--- Activity ---
From the listing below, pull out every line that contains the string "positive". Case counts.

[Stored items]

□ □ □ □

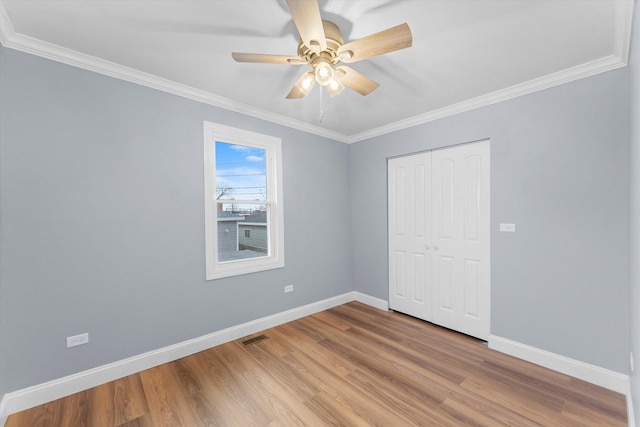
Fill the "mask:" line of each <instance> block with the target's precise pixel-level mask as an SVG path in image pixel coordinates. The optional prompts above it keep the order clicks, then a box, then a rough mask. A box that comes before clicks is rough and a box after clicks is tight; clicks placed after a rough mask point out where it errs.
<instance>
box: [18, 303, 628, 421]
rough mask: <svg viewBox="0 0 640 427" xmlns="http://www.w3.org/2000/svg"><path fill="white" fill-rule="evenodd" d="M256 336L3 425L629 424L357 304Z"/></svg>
mask: <svg viewBox="0 0 640 427" xmlns="http://www.w3.org/2000/svg"><path fill="white" fill-rule="evenodd" d="M256 335H265V336H266V338H265V339H263V340H256V342H254V343H252V344H250V345H246V346H245V345H243V344H242V343H241V341H244V340H245V339H243V340H238V341H234V342H230V343H227V344H224V345H221V346H218V347H215V348H212V349H210V350H207V351H203V352H201V353H197V354H194V355H192V356H189V357H186V358H183V359H180V360H177V361H175V362H172V363H168V364H165V365H162V366H158V367H156V368H152V369H149V370H146V371H143V372H140V373H139V374H136V375H131V376H129V377H126V378H123V379H120V380H117V381H114V382H111V383H108V384H105V385H102V386H99V387H96V388H93V389H91V390H87V391H84V392H81V393H77V394H74V395H72V396H69V397H66V398H64V399H60V400H57V401H54V402H51V403H48V404H45V405H42V406H39V407H37V408H33V409H30V410H27V411H24V412H20V413H17V414H14V415H11V416H10V417H9V419H8V421H7V424H6V427H18V426H20V427H44V426H55V427H66V426H100V427H102V426H127V427H133V426H145V427H148V426H184V427H196V426H243V427H244V426H326V425H332V426H393V427H395V426H413V425H422V426H460V425H486V426H500V425H509V426H539V425H543V426H626V425H627V423H626V407H625V399H624V396H623V395H621V394H618V393H614V392H611V391H609V390H606V389H603V388H600V387H596V386H594V385H591V384H589V383H586V382H583V381H580V380H577V379H575V378H571V377H568V376H565V375H562V374H559V373H556V372H553V371H549V370H546V369H544V368H541V367H539V366H536V365H533V364H529V363H527V362H523V361H520V360H517V359H514V358H512V357H509V356H506V355H504V354H501V353H498V352H495V351H492V350H489V349H488V348H487V346H486V343H483V342H481V341H478V340H475V339H473V338H470V337H467V336H464V335H459V334H456V333H453V332H451V331H448V330H446V329H442V328H439V327H437V326H434V325H431V324H429V323H426V322H422V321H419V320H416V319H414V318H411V317H408V316H405V315H402V314H399V313H393V312H383V311H380V310H377V309H374V308H371V307H368V306H366V305H363V304H359V303H356V302H353V303H349V304H346V305H343V306H340V307H336V308H333V309H331V310H328V311H324V312H322V313H318V314H315V315H313V316H309V317H305V318H303V319H300V320H296V321H294V322H291V323H288V324H285V325H282V326H278V327H275V328H272V329H269V330H266V331H264V332H262V333H261V334H256ZM253 337H255V336H251V337H247V339H248V338H253Z"/></svg>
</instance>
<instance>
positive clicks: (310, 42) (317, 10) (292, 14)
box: [287, 0, 327, 52]
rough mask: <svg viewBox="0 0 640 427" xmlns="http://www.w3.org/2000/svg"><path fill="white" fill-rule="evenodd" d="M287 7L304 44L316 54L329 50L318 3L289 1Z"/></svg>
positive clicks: (298, 32) (297, 1)
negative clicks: (324, 34) (292, 18)
mask: <svg viewBox="0 0 640 427" xmlns="http://www.w3.org/2000/svg"><path fill="white" fill-rule="evenodd" d="M287 5H288V6H289V10H290V11H291V16H292V17H293V22H294V23H295V24H296V28H297V29H298V33H300V38H301V39H302V42H303V43H304V44H305V45H306V46H307V47H309V48H310V49H311V50H313V51H315V52H320V51H323V50H325V49H326V48H327V40H326V38H325V35H324V27H323V26H322V17H321V16H320V7H319V6H318V1H317V0H287Z"/></svg>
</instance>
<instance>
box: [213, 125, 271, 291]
mask: <svg viewBox="0 0 640 427" xmlns="http://www.w3.org/2000/svg"><path fill="white" fill-rule="evenodd" d="M204 155H205V159H204V166H205V168H204V169H205V170H204V191H205V245H206V272H207V280H213V279H218V278H221V277H228V276H235V275H238V274H245V273H253V272H256V271H262V270H269V269H273V268H279V267H283V266H284V237H283V215H282V143H281V141H280V139H279V138H275V137H272V136H267V135H262V134H259V133H254V132H249V131H245V130H242V129H236V128H232V127H229V126H224V125H220V124H217V123H211V122H204ZM249 238H250V239H249ZM248 240H250V243H249V242H248Z"/></svg>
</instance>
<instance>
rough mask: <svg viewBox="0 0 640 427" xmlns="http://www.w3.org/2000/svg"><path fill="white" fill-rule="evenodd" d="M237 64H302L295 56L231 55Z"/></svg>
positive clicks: (237, 52) (301, 62) (234, 53)
mask: <svg viewBox="0 0 640 427" xmlns="http://www.w3.org/2000/svg"><path fill="white" fill-rule="evenodd" d="M231 56H232V57H233V59H235V60H236V61H237V62H257V63H261V64H302V63H303V61H301V60H300V58H298V57H297V56H286V55H269V54H265V53H240V52H233V53H232V54H231Z"/></svg>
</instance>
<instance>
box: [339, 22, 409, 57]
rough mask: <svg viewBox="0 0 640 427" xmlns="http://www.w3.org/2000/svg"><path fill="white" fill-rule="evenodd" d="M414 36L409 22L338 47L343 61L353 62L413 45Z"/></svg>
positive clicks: (339, 54) (355, 40)
mask: <svg viewBox="0 0 640 427" xmlns="http://www.w3.org/2000/svg"><path fill="white" fill-rule="evenodd" d="M412 44H413V38H412V36H411V30H410V29H409V25H407V23H404V24H400V25H398V26H396V27H392V28H389V29H387V30H384V31H380V32H379V33H375V34H371V35H370V36H367V37H364V38H361V39H359V40H355V41H352V42H349V43H347V44H343V45H342V46H340V47H339V48H338V56H339V57H340V60H341V61H342V62H346V63H352V62H357V61H362V60H363V59H367V58H371V57H373V56H378V55H383V54H385V53H389V52H393V51H396V50H400V49H404V48H407V47H411V45H412Z"/></svg>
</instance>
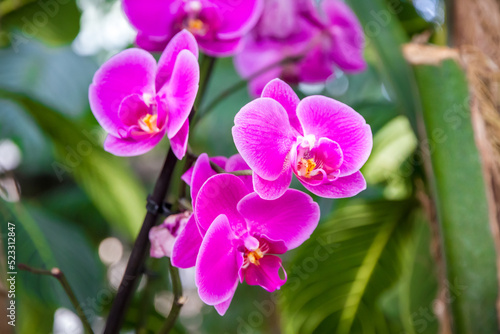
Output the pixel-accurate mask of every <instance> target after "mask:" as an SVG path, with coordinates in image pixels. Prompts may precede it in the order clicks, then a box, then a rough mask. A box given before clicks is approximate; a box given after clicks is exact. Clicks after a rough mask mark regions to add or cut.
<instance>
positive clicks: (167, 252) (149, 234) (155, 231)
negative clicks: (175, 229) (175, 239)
mask: <svg viewBox="0 0 500 334" xmlns="http://www.w3.org/2000/svg"><path fill="white" fill-rule="evenodd" d="M175 239H176V238H175V236H173V235H172V233H171V232H170V231H169V230H168V229H167V228H166V227H165V226H162V225H160V226H153V227H152V228H151V230H149V241H150V242H151V248H150V251H149V252H150V256H151V257H155V258H161V257H164V256H167V257H170V256H171V255H172V248H173V247H174V243H175Z"/></svg>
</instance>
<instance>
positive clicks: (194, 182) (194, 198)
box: [191, 153, 217, 230]
mask: <svg viewBox="0 0 500 334" xmlns="http://www.w3.org/2000/svg"><path fill="white" fill-rule="evenodd" d="M214 175H217V172H216V171H214V170H213V169H212V167H211V166H210V160H209V158H208V155H207V154H206V153H202V154H200V156H199V157H198V159H196V162H195V163H194V166H193V176H192V179H191V204H192V205H193V208H195V207H196V199H197V197H198V193H199V191H200V188H201V187H202V186H203V185H204V184H205V182H206V181H207V180H208V179H209V178H210V177H212V176H214ZM214 217H215V216H214ZM207 228H208V227H207ZM205 230H206V228H205Z"/></svg>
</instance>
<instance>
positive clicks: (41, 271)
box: [17, 263, 94, 334]
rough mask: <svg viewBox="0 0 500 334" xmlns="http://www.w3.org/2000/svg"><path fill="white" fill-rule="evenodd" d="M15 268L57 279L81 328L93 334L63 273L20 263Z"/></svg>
mask: <svg viewBox="0 0 500 334" xmlns="http://www.w3.org/2000/svg"><path fill="white" fill-rule="evenodd" d="M17 267H18V268H19V269H20V270H25V271H29V272H31V273H33V274H37V275H47V276H52V277H55V278H57V280H58V281H59V283H61V286H62V287H63V289H64V291H65V292H66V295H67V296H68V298H69V300H70V301H71V304H72V305H73V307H74V308H75V310H76V313H77V314H78V317H79V318H80V320H81V321H82V324H83V327H85V330H86V331H87V332H88V333H90V334H94V332H93V331H92V326H90V323H89V321H88V319H87V317H86V316H85V313H84V312H83V310H82V308H81V307H80V303H79V302H78V299H77V298H76V295H75V293H74V292H73V290H72V289H71V286H70V285H69V282H68V280H67V279H66V276H65V275H64V273H63V272H62V271H61V269H59V268H52V269H51V270H43V269H36V268H31V267H29V266H27V265H25V264H23V263H20V264H19V265H18V266H17Z"/></svg>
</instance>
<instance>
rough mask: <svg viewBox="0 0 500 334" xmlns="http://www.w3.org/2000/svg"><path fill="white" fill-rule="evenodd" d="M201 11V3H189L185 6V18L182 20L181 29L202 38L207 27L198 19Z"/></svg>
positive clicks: (190, 1) (199, 19) (201, 6)
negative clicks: (182, 29)
mask: <svg viewBox="0 0 500 334" xmlns="http://www.w3.org/2000/svg"><path fill="white" fill-rule="evenodd" d="M201 10H202V5H201V2H199V1H190V2H188V3H187V4H186V6H185V11H186V13H187V17H186V18H185V19H184V22H183V27H184V28H185V29H187V30H189V31H190V32H191V33H192V34H193V35H199V36H203V35H205V34H206V33H207V30H208V29H207V25H206V24H205V22H203V20H201V19H200V13H201Z"/></svg>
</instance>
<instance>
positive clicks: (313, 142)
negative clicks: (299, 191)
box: [297, 135, 323, 178]
mask: <svg viewBox="0 0 500 334" xmlns="http://www.w3.org/2000/svg"><path fill="white" fill-rule="evenodd" d="M315 142H316V138H315V137H314V135H308V136H305V137H303V139H302V143H300V145H299V147H298V150H297V174H298V176H302V177H307V178H309V177H312V176H316V175H317V174H319V173H321V171H320V169H321V168H322V167H323V162H322V161H318V159H316V156H315V154H313V152H312V149H313V148H314V145H315Z"/></svg>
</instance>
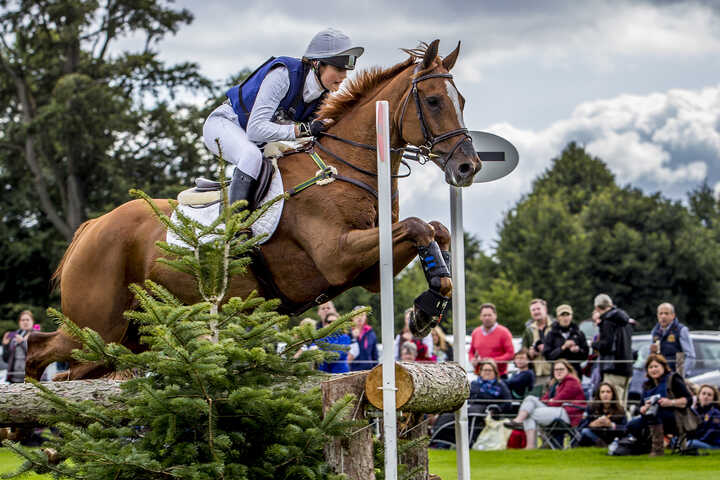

□ □ □ □

--- Solution to this problem ---
positive clicks: (310, 42) (317, 10) (292, 14)
positive clicks: (298, 32) (297, 1)
positive clicks: (237, 52) (301, 62) (234, 53)
positive clicks: (339, 54) (355, 40)
positive clicks: (167, 252) (149, 234) (155, 231)
positive clicks: (194, 182) (194, 198)
positive clicks: (41, 271)
positive clicks: (190, 1) (199, 19) (201, 6)
positive clicks: (313, 142)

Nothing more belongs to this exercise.